=== The input ===

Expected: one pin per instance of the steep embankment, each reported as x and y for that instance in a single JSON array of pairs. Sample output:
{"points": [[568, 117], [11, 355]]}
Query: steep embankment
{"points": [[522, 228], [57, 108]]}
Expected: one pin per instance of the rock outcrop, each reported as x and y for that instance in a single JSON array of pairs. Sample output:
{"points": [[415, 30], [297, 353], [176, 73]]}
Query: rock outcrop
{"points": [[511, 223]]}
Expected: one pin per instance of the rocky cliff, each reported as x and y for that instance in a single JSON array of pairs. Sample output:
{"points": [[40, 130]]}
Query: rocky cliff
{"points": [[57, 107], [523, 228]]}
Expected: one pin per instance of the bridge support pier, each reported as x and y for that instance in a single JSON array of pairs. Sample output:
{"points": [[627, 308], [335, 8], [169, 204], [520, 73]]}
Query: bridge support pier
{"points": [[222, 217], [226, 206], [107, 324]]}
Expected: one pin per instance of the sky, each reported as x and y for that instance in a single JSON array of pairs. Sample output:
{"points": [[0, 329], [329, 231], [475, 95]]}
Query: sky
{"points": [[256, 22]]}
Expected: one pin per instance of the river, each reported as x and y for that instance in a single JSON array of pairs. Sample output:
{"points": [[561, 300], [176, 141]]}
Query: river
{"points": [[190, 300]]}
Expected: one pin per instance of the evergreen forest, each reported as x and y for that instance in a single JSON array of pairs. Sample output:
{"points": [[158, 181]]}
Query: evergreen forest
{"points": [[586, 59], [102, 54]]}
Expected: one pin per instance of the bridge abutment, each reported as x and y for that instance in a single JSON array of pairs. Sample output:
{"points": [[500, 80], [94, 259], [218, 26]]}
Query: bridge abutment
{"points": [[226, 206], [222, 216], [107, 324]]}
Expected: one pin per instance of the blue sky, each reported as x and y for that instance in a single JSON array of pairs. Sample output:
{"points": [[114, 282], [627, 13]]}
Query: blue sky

===

• **What you need to do**
Could you transcribe the records in full, exactly?

• **Solution to this problem**
Expected: one pin per instance of the steep embankment, each reported as x and y for that instance in a single JSON array of pairs. Sample output:
{"points": [[568, 117], [11, 355]]}
Query: steep embankment
{"points": [[522, 228], [57, 108]]}
Expected: one pin per instance of the rock outcrop, each reported as x and y for that instance in a single JSON array of pairs. Sample output:
{"points": [[415, 30], [297, 353], [176, 73]]}
Query: rock outcrop
{"points": [[511, 223]]}
Expected: one pin per instance of the rocky cliff, each reported as x and y for that instance in a single JSON array of pairs. Sample output:
{"points": [[40, 130]]}
Query: rocky cliff
{"points": [[57, 107], [523, 228]]}
Expected: one pin per instance of the bridge support pier, each reported as x and y for that instance in a single JSON array of pairs. Sample output:
{"points": [[627, 308], [335, 8], [169, 204], [520, 73]]}
Query: bridge support pier
{"points": [[222, 217], [226, 206], [107, 324]]}
Expected: one pin per instance of the sky, each reported as x and y for that instance in a single JSON array of pairs. Sample output:
{"points": [[0, 329], [329, 231], [475, 95]]}
Query: sky
{"points": [[256, 22]]}
Expected: one pin per instance of the river, each reported as x and y for that instance in a single JSON array of pairs. Sample output:
{"points": [[561, 300], [176, 141]]}
Query: river
{"points": [[190, 300]]}
Expected: one pin per instance of the evergreen forest, each reported as x and y for that instance in a single JSON array of pairs. Sample output:
{"points": [[158, 181]]}
Query: evergreen forest
{"points": [[586, 59], [102, 54]]}
Expected: one pin per instance of the bridge abutment, each reported as x and y for that instance in a single JSON array of pairs. Sample output:
{"points": [[500, 80], [94, 259], [218, 26]]}
Query: bridge abutment
{"points": [[226, 206], [222, 216], [107, 324]]}
Expected: one pin per instance of the blue sky, each reported as x and y for that instance in a single JSON array of pairs. Sample output:
{"points": [[114, 282], [627, 13]]}
Query: blue sky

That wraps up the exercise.